=== ASSIGNED TASK ===
Set out every one of the lines below as a numbered list, skipping any blank lines and leaving the pictures out of your answer.
[[ RECORDS FOR THE TASK open ]]
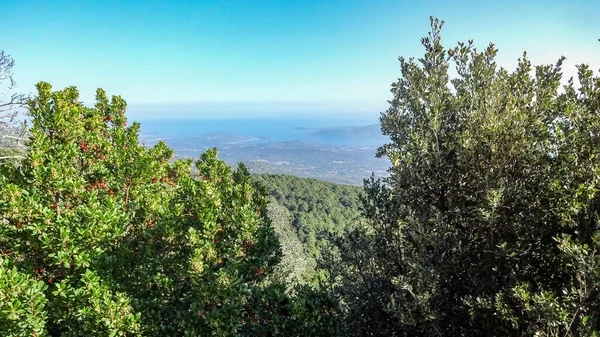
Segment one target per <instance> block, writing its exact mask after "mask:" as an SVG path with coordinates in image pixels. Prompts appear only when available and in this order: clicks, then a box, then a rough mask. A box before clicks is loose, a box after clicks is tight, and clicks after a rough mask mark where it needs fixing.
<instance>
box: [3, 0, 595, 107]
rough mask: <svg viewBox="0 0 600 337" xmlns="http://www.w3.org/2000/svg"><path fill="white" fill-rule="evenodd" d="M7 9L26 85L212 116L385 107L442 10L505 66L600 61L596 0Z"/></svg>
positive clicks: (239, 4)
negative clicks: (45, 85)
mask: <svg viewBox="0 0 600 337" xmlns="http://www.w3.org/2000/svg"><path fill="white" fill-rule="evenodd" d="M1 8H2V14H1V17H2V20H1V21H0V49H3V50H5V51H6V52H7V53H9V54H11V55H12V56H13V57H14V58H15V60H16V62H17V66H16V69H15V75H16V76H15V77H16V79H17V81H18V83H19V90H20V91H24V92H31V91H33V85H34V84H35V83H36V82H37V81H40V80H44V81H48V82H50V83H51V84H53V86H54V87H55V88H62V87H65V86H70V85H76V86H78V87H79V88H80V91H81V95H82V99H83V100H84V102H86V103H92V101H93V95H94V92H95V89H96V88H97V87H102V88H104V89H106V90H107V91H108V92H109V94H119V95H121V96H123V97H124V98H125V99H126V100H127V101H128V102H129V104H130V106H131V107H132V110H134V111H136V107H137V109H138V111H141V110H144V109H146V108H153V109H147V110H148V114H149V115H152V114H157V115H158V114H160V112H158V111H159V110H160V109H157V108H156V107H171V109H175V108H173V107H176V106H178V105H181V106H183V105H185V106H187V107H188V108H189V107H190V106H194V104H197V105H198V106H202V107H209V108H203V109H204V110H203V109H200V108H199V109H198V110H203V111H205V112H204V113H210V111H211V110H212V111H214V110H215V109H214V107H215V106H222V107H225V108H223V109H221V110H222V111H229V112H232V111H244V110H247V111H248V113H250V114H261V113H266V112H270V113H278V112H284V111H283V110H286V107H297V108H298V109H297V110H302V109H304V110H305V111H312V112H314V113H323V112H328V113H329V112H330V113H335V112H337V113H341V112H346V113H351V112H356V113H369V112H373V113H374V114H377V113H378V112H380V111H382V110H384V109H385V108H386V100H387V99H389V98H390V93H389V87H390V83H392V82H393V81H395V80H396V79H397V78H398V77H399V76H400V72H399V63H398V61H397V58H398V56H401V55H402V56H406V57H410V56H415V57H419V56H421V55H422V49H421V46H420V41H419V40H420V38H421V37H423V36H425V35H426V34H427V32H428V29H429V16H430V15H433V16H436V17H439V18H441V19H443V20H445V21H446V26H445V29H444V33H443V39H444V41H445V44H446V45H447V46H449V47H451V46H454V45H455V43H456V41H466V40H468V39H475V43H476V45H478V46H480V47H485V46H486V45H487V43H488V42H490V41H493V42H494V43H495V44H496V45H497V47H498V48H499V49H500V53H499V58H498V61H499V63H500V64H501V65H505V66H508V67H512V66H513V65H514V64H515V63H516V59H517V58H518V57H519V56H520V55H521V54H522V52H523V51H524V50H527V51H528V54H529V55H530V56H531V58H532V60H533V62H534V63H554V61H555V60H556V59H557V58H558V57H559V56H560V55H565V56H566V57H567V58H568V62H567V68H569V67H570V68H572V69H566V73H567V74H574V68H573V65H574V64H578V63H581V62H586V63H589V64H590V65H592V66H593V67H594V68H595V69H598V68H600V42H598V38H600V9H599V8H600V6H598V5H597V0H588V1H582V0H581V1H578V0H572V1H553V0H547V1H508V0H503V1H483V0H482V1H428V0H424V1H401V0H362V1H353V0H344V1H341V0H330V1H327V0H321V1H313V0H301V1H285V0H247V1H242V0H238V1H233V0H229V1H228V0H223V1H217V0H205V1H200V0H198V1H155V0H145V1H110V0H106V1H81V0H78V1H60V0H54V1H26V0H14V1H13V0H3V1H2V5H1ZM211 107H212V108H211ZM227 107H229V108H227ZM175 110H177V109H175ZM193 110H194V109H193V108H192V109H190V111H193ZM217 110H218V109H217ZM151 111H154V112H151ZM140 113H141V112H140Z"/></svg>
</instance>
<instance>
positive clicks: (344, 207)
[[ RECORDS FOR THE TASK closed ]]
=== ANSWER BOX ===
1. Segment one target per <instance> block, writing its exact mask after "mask:" as an SVG path with coordinates in image pixels. Prompts appear only when available and in this order: clicks, then a box, then a rough mask. A box before clicks is loose, a box after clicks is tight, and clicks after a rough mask mark where it needs fixing.
2. <instance>
3. box: [3, 0, 595, 107]
4. rough mask: <svg viewBox="0 0 600 337" xmlns="http://www.w3.org/2000/svg"><path fill="white" fill-rule="evenodd" d="M7 9L26 85L212 116L385 107L442 10L505 66L600 61L596 0Z"/></svg>
5. positive clicks: (239, 4)
6. negative clicks: (45, 85)
7. mask: <svg viewBox="0 0 600 337" xmlns="http://www.w3.org/2000/svg"><path fill="white" fill-rule="evenodd" d="M1 8H2V14H1V17H2V20H1V21H0V49H3V50H5V51H6V52H7V53H9V54H11V55H12V56H13V57H14V58H15V60H16V62H17V66H16V69H15V75H16V76H15V77H16V79H17V81H18V83H19V90H20V91H24V92H31V91H33V85H34V84H35V83H36V82H37V81H40V80H44V81H48V82H50V83H51V84H53V86H54V87H55V88H62V87H65V86H70V85H76V86H78V87H79V88H80V91H81V95H82V99H83V100H84V102H86V103H92V101H93V95H94V92H95V89H96V88H97V87H102V88H104V89H106V90H107V91H108V92H109V94H119V95H121V96H123V97H124V98H125V99H126V100H127V101H128V102H129V104H130V106H131V107H132V110H134V111H136V107H137V109H138V111H141V110H144V109H146V108H153V109H147V110H148V114H149V115H152V114H157V115H158V114H160V112H158V111H159V110H160V109H157V108H156V107H171V109H175V108H173V107H176V106H178V105H181V106H183V105H185V106H187V107H188V108H189V107H190V106H194V104H197V105H198V106H202V107H209V108H203V109H204V110H203V109H200V108H199V109H198V110H203V111H205V112H204V113H210V111H211V110H212V111H214V110H215V109H214V107H215V106H222V107H225V108H223V109H221V110H222V111H229V112H232V111H244V110H247V111H248V113H250V114H261V113H266V112H270V113H278V112H284V111H283V110H286V107H297V108H298V109H297V110H302V109H304V110H305V111H312V112H314V113H323V112H328V113H329V112H330V113H335V112H337V113H341V112H346V113H351V112H356V113H369V112H373V113H374V114H377V113H378V112H380V111H382V110H384V109H385V108H386V100H387V99H389V98H390V93H389V87H390V83H392V82H393V81H395V80H396V79H397V78H398V77H399V76H400V72H399V63H398V61H397V58H398V56H401V55H402V56H406V57H410V56H415V57H419V56H421V55H422V49H421V46H420V41H419V40H420V38H421V37H423V36H425V35H426V34H427V32H428V29H429V16H430V15H433V16H436V17H439V18H441V19H443V20H445V21H446V26H445V29H444V33H443V39H444V41H445V44H446V45H447V46H449V47H451V46H454V45H455V43H456V41H466V40H468V39H475V43H476V45H478V46H480V47H485V46H486V45H487V43H488V42H490V41H493V42H494V43H495V44H496V45H497V47H498V48H499V49H500V53H499V58H498V61H499V63H500V64H501V65H505V66H508V67H512V66H513V65H514V64H515V63H516V59H517V58H518V57H519V56H520V55H521V54H522V52H523V51H524V50H527V51H528V54H529V55H530V56H531V58H532V60H533V62H534V63H554V61H555V60H556V59H557V58H558V57H559V56H560V55H565V56H566V57H567V58H568V62H567V68H569V67H570V68H572V69H566V73H567V74H574V68H573V65H574V64H578V63H581V62H586V63H589V64H590V65H592V66H593V67H594V68H595V69H598V68H600V42H598V38H600V9H599V8H600V6H598V5H597V0H588V1H582V0H581V1H578V0H572V1H553V0H547V1H508V0H503V1H483V0H482V1H428V0H424V1H401V0H362V1H353V0H344V1H341V0H330V1H327V0H321V1H313V0H301V1H285V0H247V1H242V0H238V1H233V0H229V1H228V0H223V1H217V0H205V1H200V0H198V1H155V0H145V1H110V0H106V1H81V0H78V1H60V0H54V1H26V0H14V1H13V0H3V1H2V5H1ZM211 107H212V108H211ZM227 107H229V108H227ZM175 110H177V109H175ZM193 110H194V109H193V108H192V109H190V111H193ZM217 110H218V109H217ZM151 111H154V112H151ZM140 113H141V112H140Z"/></svg>
8. </instance>
9. <instance>
10. positive clicks: (344, 207)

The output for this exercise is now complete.